**引用文:**
☆ ☆ ☆ ☆ ☆

海外ではなぜチップを支払うのか

海外旅行をする上で、日本人がとても煩わしいと思うことに「チップの支払い」があります。

どうせならチップも含めて請求してくれると楽なのですが、アメリカなどを中心に相場や渡すタイミングなど、とても困りますよね。ここではチップの仕組みや、なぜチップが必要なのか?という疑問に、詳しく解説したいと思います。

チップとは

本来チップとは、感謝の気持ちをお金として渡すものです。日本においては完全な志(こころざし)として意識されることが多く、お店やホテルへ行ってもよほどの待遇をされない限り、チップを個別に渡す人は少ないのではないでしょうか。

欧米ではサービス料が独立していると思えばよい

日本の飲食店などでは、食事を提供する料金とは別にサービス料を請求しているお店もあります。特に高級レストランや居酒屋などで10%程度サービス料がかかるお店もありますし、材料原価にサービス料を含めて形で価格に反映していることもあります。

日本でもホテルや旅館、レストランなどで食事をする場合、基本的にサービス料が込みになっていて、それは宿泊や料理代に含まれていますので、私たちは提示された料金さえ払えば、後から追加して支払うことはありません。

ところが欧米ではこのサービス料というのが料理や宿泊代に含まれていないため、料理は料理、サービスはサービスでそれぞれ料金を支払うシステムになっています。料理には料金があらかじめ決められていますが、サービスには料金が決められていません。このサービス料金がいわゆるチップということになります。

☆ ☆ ☆ ☆ ☆

(データソースから取得した項目)

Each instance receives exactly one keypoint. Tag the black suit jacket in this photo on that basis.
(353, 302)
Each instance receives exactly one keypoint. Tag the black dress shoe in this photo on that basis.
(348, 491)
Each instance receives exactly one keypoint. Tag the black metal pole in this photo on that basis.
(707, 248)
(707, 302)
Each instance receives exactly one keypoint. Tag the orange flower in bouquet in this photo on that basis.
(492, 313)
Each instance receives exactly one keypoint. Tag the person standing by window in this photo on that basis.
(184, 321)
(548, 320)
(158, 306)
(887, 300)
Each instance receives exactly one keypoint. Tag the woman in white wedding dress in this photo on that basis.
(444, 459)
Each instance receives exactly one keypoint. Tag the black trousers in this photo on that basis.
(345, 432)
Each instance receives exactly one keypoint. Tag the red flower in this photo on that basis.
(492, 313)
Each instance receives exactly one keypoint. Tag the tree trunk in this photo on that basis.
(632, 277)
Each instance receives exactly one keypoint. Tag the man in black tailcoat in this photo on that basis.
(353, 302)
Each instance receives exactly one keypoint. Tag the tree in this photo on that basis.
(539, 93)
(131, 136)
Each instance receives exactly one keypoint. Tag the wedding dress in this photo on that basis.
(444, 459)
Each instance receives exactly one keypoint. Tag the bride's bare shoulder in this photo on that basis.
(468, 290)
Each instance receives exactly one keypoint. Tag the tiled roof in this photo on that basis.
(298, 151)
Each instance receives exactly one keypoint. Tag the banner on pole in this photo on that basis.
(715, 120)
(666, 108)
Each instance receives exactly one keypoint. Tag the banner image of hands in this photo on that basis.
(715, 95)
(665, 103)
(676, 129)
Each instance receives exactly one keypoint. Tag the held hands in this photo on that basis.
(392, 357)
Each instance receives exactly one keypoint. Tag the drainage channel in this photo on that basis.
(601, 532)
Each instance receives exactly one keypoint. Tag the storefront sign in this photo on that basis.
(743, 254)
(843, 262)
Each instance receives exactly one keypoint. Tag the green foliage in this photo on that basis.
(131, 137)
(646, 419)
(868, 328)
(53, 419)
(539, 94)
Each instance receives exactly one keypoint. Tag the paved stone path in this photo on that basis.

☆ ☆ ☆ ☆ ☆

**問題と課題:**
a - 引用文によると、日本の高級レストランや居酒屋では、サービス料がどの程度かかる店がありますか。
b - 記録から「pole」という文字列を含む行だけを絞り込み、すべて書き出してください。

**課題ごとの解答:**
a - 10%程度です。

b -
Each instance receives exactly one keypoint. Tag the black metal pole in this photo on that basis.
Each instance receives exactly one keypoint. Tag the banner on pole in this photo on that basis.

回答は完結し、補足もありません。